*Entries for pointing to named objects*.
──────

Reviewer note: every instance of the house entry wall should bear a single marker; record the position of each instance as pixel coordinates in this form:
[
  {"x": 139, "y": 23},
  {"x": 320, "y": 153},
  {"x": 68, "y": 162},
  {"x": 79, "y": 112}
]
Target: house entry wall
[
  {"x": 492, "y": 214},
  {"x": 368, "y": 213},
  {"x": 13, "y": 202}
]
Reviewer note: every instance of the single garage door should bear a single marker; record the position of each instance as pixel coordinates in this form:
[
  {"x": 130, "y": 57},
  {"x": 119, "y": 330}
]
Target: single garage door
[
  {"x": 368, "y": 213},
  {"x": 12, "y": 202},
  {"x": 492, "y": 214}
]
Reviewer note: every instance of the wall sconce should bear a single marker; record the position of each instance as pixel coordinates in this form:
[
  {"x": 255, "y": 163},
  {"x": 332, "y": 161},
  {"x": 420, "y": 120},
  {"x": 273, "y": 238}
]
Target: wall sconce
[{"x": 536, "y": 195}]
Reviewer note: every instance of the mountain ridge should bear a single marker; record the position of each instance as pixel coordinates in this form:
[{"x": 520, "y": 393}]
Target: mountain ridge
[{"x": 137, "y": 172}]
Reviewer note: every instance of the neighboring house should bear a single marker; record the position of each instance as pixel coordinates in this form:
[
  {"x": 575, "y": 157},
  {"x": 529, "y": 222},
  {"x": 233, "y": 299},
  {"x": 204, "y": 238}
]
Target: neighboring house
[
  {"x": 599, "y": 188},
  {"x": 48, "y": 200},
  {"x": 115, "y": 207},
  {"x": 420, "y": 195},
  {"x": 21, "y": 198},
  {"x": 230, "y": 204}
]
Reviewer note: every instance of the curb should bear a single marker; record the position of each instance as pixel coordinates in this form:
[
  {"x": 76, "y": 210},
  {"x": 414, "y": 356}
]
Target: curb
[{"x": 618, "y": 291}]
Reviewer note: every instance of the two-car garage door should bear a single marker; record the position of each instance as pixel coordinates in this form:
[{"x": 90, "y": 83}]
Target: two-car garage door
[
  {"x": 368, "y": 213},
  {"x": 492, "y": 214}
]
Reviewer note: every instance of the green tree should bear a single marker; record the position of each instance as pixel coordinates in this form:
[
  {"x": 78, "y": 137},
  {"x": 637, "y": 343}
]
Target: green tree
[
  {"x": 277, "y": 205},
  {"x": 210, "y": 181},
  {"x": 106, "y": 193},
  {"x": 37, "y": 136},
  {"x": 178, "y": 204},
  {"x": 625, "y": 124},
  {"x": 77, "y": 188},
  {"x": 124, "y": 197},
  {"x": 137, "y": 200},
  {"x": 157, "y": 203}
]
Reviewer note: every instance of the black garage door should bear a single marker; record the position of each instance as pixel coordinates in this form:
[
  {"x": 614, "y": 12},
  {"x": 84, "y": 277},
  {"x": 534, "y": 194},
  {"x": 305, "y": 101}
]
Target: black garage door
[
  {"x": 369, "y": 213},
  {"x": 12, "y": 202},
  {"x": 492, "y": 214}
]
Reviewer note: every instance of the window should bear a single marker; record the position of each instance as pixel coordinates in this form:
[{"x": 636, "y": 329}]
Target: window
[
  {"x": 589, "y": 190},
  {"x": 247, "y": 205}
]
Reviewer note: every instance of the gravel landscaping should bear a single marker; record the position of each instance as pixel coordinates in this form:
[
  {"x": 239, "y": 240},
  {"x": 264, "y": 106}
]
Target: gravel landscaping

──────

*Task*. Reproduce every one of the records above word for word, line by line, without changing anything.

*The result*.
Reviewer note: every instance of the house entry wall should bear a single marker; record the position of each instance as pixel coordinates in this form:
[
  {"x": 139, "y": 23},
  {"x": 320, "y": 153},
  {"x": 68, "y": 162},
  {"x": 79, "y": 112}
]
Target: house entry wall
[
  {"x": 492, "y": 214},
  {"x": 368, "y": 213},
  {"x": 13, "y": 202}
]
Reviewer note: every instance of the single garage door should bear a single marker; record the position of each instance as pixel coordinates in this form:
[
  {"x": 130, "y": 57},
  {"x": 119, "y": 330}
]
Target: single garage door
[
  {"x": 368, "y": 213},
  {"x": 12, "y": 202},
  {"x": 492, "y": 214}
]
Reviewer note: every instance of the wall sconce should bear a single marker; record the position of each instance as pixel coordinates in this form:
[
  {"x": 255, "y": 163},
  {"x": 332, "y": 161},
  {"x": 420, "y": 120},
  {"x": 273, "y": 238}
]
Target: wall sconce
[{"x": 536, "y": 195}]
Reviewer note: every instance of the mountain ridge should bear a single marker; record the position of each instance as pixel coordinates in this form:
[{"x": 520, "y": 393}]
Target: mountain ridge
[{"x": 137, "y": 172}]
Reviewer note: every instance of the neighboring house should bear a single marker; record the position of each instance as pixel coordinates in this form:
[
  {"x": 575, "y": 157},
  {"x": 529, "y": 222},
  {"x": 233, "y": 299},
  {"x": 204, "y": 238}
]
Target: neighboring house
[
  {"x": 599, "y": 188},
  {"x": 48, "y": 200},
  {"x": 115, "y": 207},
  {"x": 420, "y": 195},
  {"x": 21, "y": 198},
  {"x": 230, "y": 204}
]
Reviewer note: every instance of the curb should bear a single marker; record the position of each instance as pixel coordinates in this form:
[
  {"x": 76, "y": 210},
  {"x": 414, "y": 356}
]
Target: curb
[{"x": 618, "y": 291}]
Reviewer note: every instance of the two-car garage door should bear a single marker; record the position of each instance as pixel coordinates in this form:
[{"x": 90, "y": 83}]
Target: two-car garage door
[
  {"x": 368, "y": 213},
  {"x": 492, "y": 214}
]
Reviewer note: every instance of the green tree should bear a single marker; record the position of each instance as pixel coordinates in this form:
[
  {"x": 78, "y": 137},
  {"x": 637, "y": 343}
]
Target: green tree
[
  {"x": 277, "y": 205},
  {"x": 210, "y": 181},
  {"x": 106, "y": 193},
  {"x": 37, "y": 136},
  {"x": 178, "y": 204},
  {"x": 625, "y": 124},
  {"x": 77, "y": 188},
  {"x": 124, "y": 197},
  {"x": 137, "y": 200},
  {"x": 157, "y": 203}
]
Reviewer note: every instance of the black garage door should bear a single marker; record the position of each instance as pixel coordinates in this form:
[
  {"x": 614, "y": 12},
  {"x": 84, "y": 277},
  {"x": 534, "y": 194},
  {"x": 305, "y": 101}
]
Target: black garage door
[
  {"x": 369, "y": 213},
  {"x": 12, "y": 202},
  {"x": 492, "y": 214}
]
Reviewer note: every instance of the window should bear a single marker; record the position of each instance as pixel coordinates in this form:
[{"x": 636, "y": 329}]
Target: window
[
  {"x": 589, "y": 190},
  {"x": 247, "y": 205}
]
Reviewer note: every instance of the gravel landscaping should bear a single marker; record the position of each instance as pixel coordinates in this form:
[
  {"x": 239, "y": 240},
  {"x": 264, "y": 106}
]
Target: gravel landscaping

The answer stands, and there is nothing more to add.